Things to do:
1. Answer these questions from the text on missing basement values:
(a) What probably explains the missing values for the basement features?
(b) What value fills the missing entries in "BsmtQual"?
(c) What value fills the missing entries in "BsmtFullBath"?
2. Print the part of the text on missing basement values between "The missing value" and "the similar manner.", inclusive.

Text provided:
The missing value for the basement feature are probably explained by the absense of a basement.

In [10]:
# BsmtQual etc : data description says NA for basement features is "no basement"
dataset.loc[:, "BsmtQual"] = dataset.loc[:, "BsmtQual"].fillna("No")
dataset.loc[:, "BsmtCond"] = dataset.loc[:, "BsmtCond"].fillna("No")
dataset.loc[:, "BsmtExposure"] = dataset.loc[:, "BsmtExposure"].fillna("No")
dataset.loc[:, "BsmtFinType1"] = dataset.loc[:, "BsmtFinType1"].fillna("No")
dataset.loc[:, "BsmtFinType2"] = dataset.loc[:, "BsmtFinType2"].fillna("No")
dataset.loc[:, "BsmtFullBath"] = dataset.loc[:, "BsmtFullBath"].fillna(0)
dataset.loc[:, "BsmtHalfBath"] = dataset.loc[:, "BsmtHalfBath"].fillna(0)
dataset.loc[:, "BsmtUnfSF"] = dataset.loc[:, "BsmtUnfSF"].fillna(0)

We handle other missing features in the similar manner.

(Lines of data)
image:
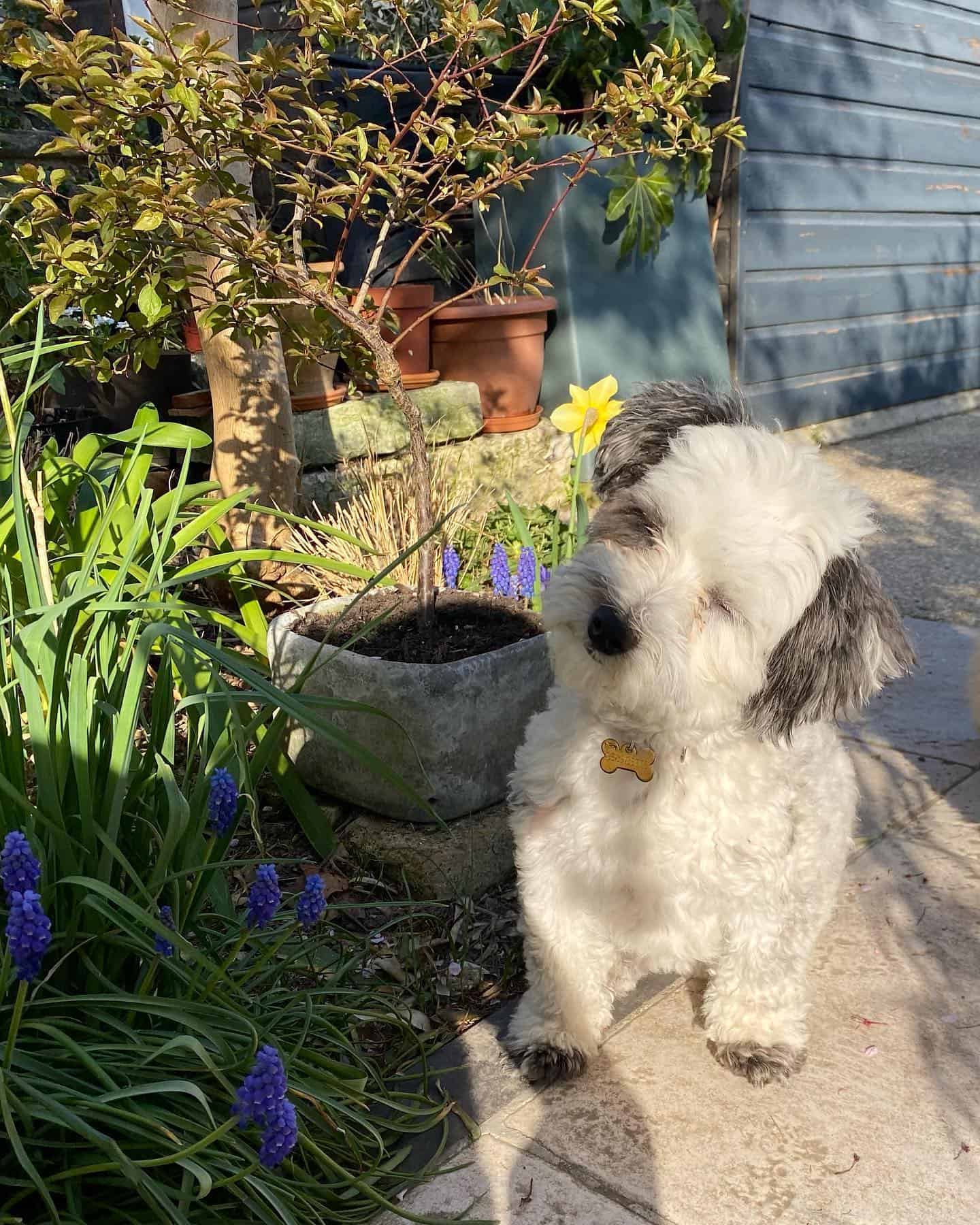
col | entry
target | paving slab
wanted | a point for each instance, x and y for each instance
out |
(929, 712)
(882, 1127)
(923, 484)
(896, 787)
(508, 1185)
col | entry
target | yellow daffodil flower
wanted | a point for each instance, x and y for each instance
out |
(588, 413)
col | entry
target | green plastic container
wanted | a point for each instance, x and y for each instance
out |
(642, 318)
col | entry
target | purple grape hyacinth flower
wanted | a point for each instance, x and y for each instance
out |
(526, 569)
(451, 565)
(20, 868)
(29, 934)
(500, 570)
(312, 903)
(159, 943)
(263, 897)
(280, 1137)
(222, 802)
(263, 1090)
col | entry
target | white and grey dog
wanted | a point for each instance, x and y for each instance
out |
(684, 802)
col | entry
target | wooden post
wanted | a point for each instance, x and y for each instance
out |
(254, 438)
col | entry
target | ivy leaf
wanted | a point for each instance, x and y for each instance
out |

Answers given:
1.
(a) The absence of a basement.
(b) "No"
(c) 0

2.
The missing value for the basement feature are probably explained by the absense of a basement.

In [10]:
# BsmtQual etc : data description says NA for basement features is "no basement"
dataset.loc[:, "BsmtQual"] = dataset.loc[:, "BsmtQual"].fillna("No")
dataset.loc[:, "BsmtCond"] = dataset.loc[:, "BsmtCond"].fillna("No")
dataset.loc[:, "BsmtExposure"] = dataset.loc[:, "BsmtExposure"].fillna("No")
dataset.loc[:, "BsmtFinType1"] = dataset.loc[:, "BsmtFinType1"].fillna("No")
dataset.loc[:, "BsmtFinType2"] = dataset.loc[:, "BsmtFinType2"].fillna("No")
dataset.loc[:, "BsmtFullBath"] = dataset.loc[:, "BsmtFullBath"].fillna(0)
dataset.loc[:, "BsmtHalfBath"] = dataset.loc[:, "BsmtHalfBath"].fillna(0)
dataset.loc[:, "BsmtUnfSF"] = dataset.loc[:, "BsmtUnfSF"].fillna(0)

We handle other missing features in the similar manner.